Start TASK MATERIAL

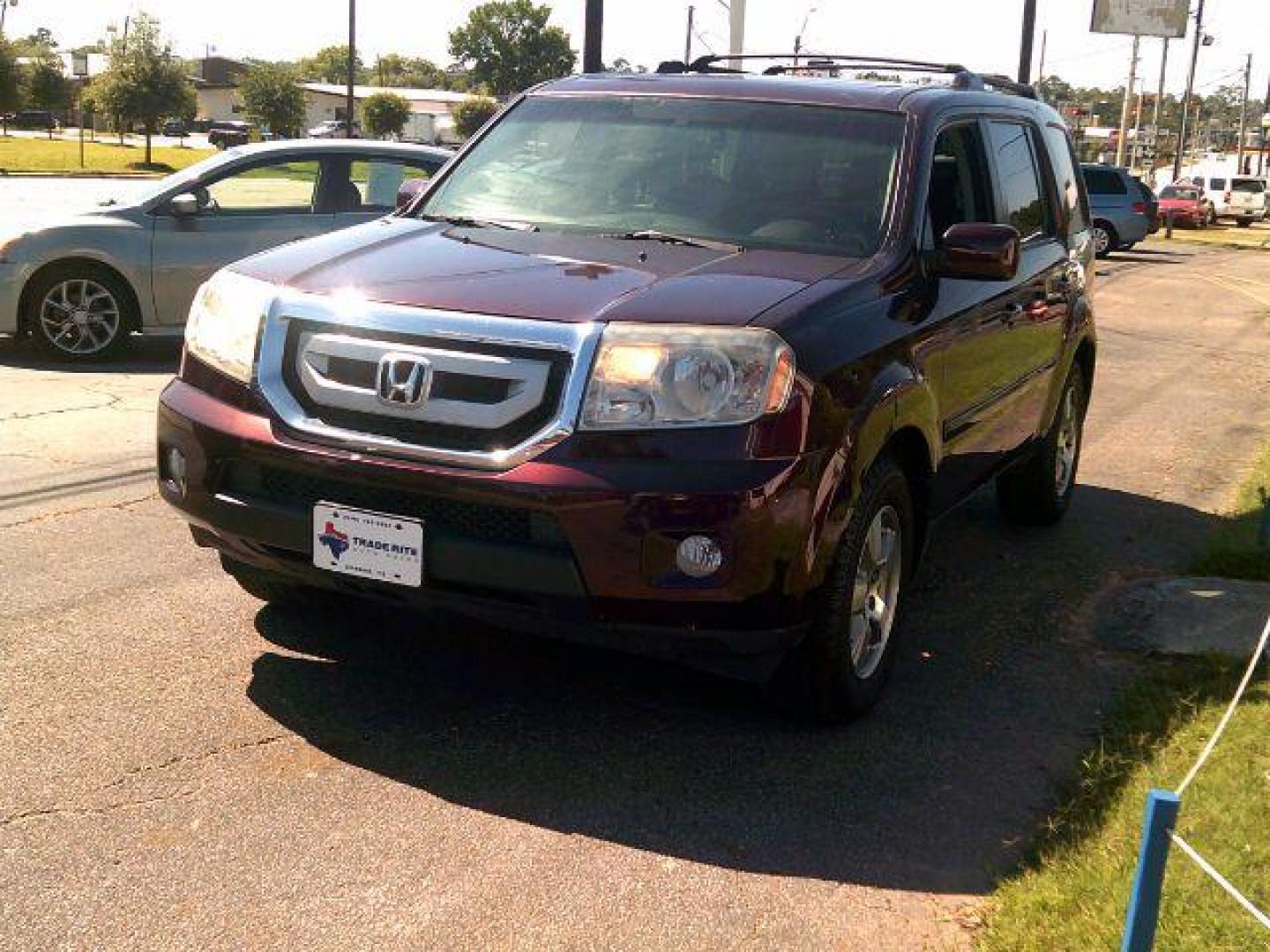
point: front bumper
(571, 544)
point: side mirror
(979, 251)
(407, 190)
(184, 205)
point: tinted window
(1064, 161)
(1104, 182)
(378, 179)
(757, 175)
(959, 187)
(1020, 182)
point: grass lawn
(1074, 894)
(101, 156)
(1074, 890)
(1233, 551)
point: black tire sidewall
(55, 277)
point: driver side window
(272, 188)
(959, 184)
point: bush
(473, 113)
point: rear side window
(1064, 161)
(1020, 182)
(1104, 182)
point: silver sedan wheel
(1068, 443)
(875, 591)
(79, 316)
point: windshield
(755, 175)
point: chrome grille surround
(318, 320)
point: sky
(981, 33)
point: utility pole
(736, 31)
(1244, 115)
(1125, 106)
(349, 101)
(1025, 43)
(1191, 89)
(687, 40)
(592, 46)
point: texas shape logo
(334, 539)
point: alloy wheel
(79, 316)
(875, 591)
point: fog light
(175, 461)
(698, 556)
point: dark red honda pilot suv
(683, 363)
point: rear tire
(1104, 239)
(79, 311)
(841, 666)
(1038, 490)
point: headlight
(652, 376)
(225, 323)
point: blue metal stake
(1139, 925)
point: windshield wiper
(467, 222)
(669, 239)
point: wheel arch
(26, 302)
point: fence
(1157, 833)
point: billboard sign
(1142, 18)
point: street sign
(1140, 18)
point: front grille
(460, 397)
(453, 517)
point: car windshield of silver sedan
(684, 170)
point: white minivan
(1246, 201)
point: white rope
(1221, 880)
(1229, 711)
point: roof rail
(961, 77)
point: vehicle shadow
(143, 354)
(996, 695)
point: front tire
(840, 669)
(79, 312)
(1038, 492)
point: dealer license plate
(374, 546)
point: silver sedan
(78, 287)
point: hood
(549, 276)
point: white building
(430, 108)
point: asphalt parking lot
(181, 767)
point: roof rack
(961, 77)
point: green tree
(9, 81)
(145, 83)
(473, 113)
(511, 48)
(273, 98)
(385, 115)
(331, 65)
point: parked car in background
(1185, 204)
(1152, 204)
(34, 120)
(1117, 208)
(78, 287)
(334, 129)
(230, 132)
(1246, 201)
(705, 407)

End TASK MATERIAL

DO THIS ▸ Resize the rows starting at the line that contains "point: asphalt parking lot" and ending at the last line of the rows. Write out every one of those lines again, requests included, with each point coordinate in the answers multiplied by 0.25 and rounded to a whole number, halves rounding up.

REPLY ▸
point: asphalt parking lot
(45, 192)
point: roof rack
(240, 19)
point: green tree
(2, 20)
(36, 21)
(118, 28)
(128, 12)
(68, 25)
(96, 29)
(83, 16)
point: parked car in background
(296, 51)
(288, 51)
(9, 30)
(279, 52)
(20, 72)
(84, 32)
(58, 33)
(312, 50)
(176, 102)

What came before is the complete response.